* _BLOC DE TEXTE_
┏━━

Un homme sans divertissement est un homme plein de misères : ainsi, le chantre populiste de la haute Provence, Jean Giono, a -t- il choisi d'achever l'un de ses grands romans.
Une vision proprement pascalienne qui voit que toute activité vaut mieux que le repos auquel chacun prétend aspirer – Repos qui n'est autre qu'une forme plus flatteuse de l'ennui : « Ennui. Rien n'est si insupportable à l'homme que d'être dans un repos sans passion, sans affaire, sans divertissement » écrivait l'auteur des Pensées.
Or, rien que voir les gens de Casablanca, l'image pascalienne, qui s'est toujours voulue universelle, se trouve renversée !
Tout le monde est sur les dents. Tout le monde monte des affaires. Tout le monde court. Et pourtant, personne n'échappe à l'ennui. « Maladie du temps » dira-t-on.
« C'est du taylorisme qu'on fait et qu'on subit à Casa » me confie un jeune homme d'affaires, le ton impassible. Pour lui, le travail, censé être un lieu d'épanouissement, semble incapable de le détourner de son ennui.
Bigre ! Les plus actifs se trouvent eux aussi engloutis dans le spleen et l'angoisse. C'est dire que l'ennui a des visages divers. On le trouve aussi bien dans l'agitation que dans l'hébétude.
Et c'est comme si ces « vieux » temps modernes entraînaient les Casablancais avec force comme le vent les grains de sable, sans même leur laisser le temps d'être à soi. Ces gens deviennent petit à petit robotisés, réifiés…Donc, déshumanisés. On comprend que l'on a affaire au premier centre économique du pays, que la ville foisonne de projets… Mais une vie, j'allais dire une ville !, toute active qu'elle soit, doit laisser en elle un espace pour la méditation : l'occasion d'une progression spirituelle! Sinon, on n'aura qu'une vie pleine de vide, sans âme ; une vie (une ville ?) ennuyeuse. Car la vie est faite aussi d'idées.

┗━━

* _À RÉSOUDRE_
**a)** Transcrivez à l'identique le passage du texte sur l'ennui à Casablanca, en partant de « Un homme sans » et en allant jusqu'à « ses grands romans. ».
**b)** D'après le jeune homme d'affaires cité dans le texte sur l'ennui à Casablanca, qu'est-ce qu'on fait et qu'on subit à Casa ?

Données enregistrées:
┏━━

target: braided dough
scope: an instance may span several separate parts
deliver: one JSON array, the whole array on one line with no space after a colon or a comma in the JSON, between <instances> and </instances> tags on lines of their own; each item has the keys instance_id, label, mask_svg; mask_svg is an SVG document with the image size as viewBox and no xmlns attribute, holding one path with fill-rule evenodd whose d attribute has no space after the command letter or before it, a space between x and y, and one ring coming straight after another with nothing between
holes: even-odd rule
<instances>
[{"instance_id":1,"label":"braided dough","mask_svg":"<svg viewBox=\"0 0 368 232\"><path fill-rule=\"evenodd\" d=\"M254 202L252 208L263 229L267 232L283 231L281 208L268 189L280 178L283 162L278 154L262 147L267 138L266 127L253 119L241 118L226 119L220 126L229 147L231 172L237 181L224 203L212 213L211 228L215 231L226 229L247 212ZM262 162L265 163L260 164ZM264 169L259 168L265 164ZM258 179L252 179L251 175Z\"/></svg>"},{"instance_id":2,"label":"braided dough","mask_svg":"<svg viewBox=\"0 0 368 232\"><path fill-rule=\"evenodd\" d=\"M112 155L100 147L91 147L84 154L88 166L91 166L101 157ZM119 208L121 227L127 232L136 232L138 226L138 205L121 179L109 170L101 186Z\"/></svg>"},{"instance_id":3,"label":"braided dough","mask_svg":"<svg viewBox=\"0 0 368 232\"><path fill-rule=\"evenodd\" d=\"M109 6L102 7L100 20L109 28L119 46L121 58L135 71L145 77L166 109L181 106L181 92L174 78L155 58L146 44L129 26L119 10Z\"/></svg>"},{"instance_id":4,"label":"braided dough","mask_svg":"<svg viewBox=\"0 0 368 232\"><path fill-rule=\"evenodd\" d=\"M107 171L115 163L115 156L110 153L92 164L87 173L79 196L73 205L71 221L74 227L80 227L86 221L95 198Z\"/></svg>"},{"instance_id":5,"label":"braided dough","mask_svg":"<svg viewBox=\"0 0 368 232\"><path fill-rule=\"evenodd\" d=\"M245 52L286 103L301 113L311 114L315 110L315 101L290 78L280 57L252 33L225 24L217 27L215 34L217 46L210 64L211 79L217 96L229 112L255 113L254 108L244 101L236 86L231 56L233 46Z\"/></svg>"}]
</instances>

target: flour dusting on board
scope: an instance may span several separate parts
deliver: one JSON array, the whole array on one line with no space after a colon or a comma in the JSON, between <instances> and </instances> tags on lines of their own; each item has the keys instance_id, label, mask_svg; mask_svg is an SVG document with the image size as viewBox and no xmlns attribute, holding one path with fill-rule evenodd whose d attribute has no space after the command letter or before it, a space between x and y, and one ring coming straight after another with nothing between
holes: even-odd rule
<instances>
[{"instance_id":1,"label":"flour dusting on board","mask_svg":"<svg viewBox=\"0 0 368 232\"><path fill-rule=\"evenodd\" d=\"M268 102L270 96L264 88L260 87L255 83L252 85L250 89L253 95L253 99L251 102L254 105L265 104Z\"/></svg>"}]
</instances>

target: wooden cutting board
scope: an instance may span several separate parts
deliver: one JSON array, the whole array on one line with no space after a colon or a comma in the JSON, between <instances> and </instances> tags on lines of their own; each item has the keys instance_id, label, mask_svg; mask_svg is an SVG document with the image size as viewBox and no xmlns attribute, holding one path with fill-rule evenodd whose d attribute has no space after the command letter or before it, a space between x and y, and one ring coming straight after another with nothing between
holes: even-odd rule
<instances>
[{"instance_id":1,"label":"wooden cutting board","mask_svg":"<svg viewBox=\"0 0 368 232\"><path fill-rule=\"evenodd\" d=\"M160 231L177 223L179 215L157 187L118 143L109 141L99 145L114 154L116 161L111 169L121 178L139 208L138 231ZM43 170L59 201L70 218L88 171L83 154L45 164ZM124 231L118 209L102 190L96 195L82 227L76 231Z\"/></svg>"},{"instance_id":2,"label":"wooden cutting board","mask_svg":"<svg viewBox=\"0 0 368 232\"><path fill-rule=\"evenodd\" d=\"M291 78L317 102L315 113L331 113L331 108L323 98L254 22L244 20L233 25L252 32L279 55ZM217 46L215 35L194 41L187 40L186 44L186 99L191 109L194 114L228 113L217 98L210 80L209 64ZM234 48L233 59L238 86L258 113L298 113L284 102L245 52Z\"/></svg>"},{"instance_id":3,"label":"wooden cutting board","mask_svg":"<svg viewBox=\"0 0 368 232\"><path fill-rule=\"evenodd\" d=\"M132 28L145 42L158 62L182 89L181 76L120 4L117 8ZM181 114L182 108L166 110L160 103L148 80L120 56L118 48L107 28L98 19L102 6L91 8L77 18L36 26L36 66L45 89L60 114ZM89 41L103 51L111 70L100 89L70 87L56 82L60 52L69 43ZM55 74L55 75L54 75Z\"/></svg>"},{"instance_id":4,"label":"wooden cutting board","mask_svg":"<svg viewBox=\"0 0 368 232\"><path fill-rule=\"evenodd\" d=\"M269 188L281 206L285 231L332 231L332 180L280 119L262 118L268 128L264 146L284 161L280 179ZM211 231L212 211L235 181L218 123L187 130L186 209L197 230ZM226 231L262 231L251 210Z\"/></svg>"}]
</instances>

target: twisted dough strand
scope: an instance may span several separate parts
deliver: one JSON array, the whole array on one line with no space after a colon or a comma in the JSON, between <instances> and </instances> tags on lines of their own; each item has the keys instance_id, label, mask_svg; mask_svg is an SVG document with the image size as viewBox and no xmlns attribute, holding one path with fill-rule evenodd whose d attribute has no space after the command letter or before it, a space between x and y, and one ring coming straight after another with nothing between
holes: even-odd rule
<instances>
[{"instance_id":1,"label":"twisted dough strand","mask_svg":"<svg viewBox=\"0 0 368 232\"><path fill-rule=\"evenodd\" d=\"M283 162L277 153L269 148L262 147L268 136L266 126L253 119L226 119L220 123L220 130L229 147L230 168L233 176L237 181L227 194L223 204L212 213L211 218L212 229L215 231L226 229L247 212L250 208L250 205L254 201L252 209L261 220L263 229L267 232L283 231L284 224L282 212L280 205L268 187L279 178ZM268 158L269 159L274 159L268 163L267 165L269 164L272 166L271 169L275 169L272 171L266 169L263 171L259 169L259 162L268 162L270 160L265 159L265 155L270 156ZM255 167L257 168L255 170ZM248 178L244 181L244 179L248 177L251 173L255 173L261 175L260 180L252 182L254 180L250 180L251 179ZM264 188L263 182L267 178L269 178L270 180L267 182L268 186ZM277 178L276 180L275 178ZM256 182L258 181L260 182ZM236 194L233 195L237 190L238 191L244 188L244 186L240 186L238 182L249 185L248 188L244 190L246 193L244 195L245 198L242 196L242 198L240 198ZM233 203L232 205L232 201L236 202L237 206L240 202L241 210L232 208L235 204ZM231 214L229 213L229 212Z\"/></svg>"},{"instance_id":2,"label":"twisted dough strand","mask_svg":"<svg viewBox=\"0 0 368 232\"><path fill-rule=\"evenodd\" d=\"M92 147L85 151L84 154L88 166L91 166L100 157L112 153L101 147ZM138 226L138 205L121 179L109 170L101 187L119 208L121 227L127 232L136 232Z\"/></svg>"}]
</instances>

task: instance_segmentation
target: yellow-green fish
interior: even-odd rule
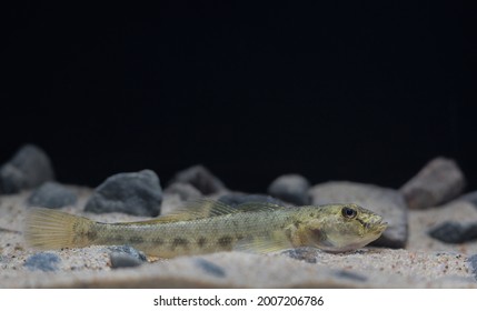
[[[202,200],[181,213],[121,223],[33,209],[24,234],[28,243],[39,249],[129,244],[148,255],[172,258],[298,247],[344,252],[378,239],[386,227],[380,215],[351,203],[285,208],[259,202],[231,208]]]

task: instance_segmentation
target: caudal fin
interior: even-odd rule
[[[85,247],[79,234],[93,223],[83,217],[34,208],[27,215],[24,239],[30,247],[42,250]]]

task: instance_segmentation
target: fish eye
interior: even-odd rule
[[[355,209],[351,209],[351,208],[345,207],[345,208],[342,208],[342,210],[341,210],[341,214],[342,214],[345,218],[354,219],[354,218],[356,217],[357,212],[356,212],[356,210],[355,210]]]

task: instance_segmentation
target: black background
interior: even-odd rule
[[[446,156],[476,188],[460,3],[314,2],[3,8],[0,162],[31,142],[67,183],[203,163],[264,192],[397,188]]]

┗━━

* _RÉPONSES PAR TÂCHE_
**a)**
Un homme sans divertissement est un homme plein de misères : ainsi, le chantre populiste de la haute Provence, Jean Giono, a -t- il choisi d'achever l'un de ses grands romans.

**b)** Du taylorisme.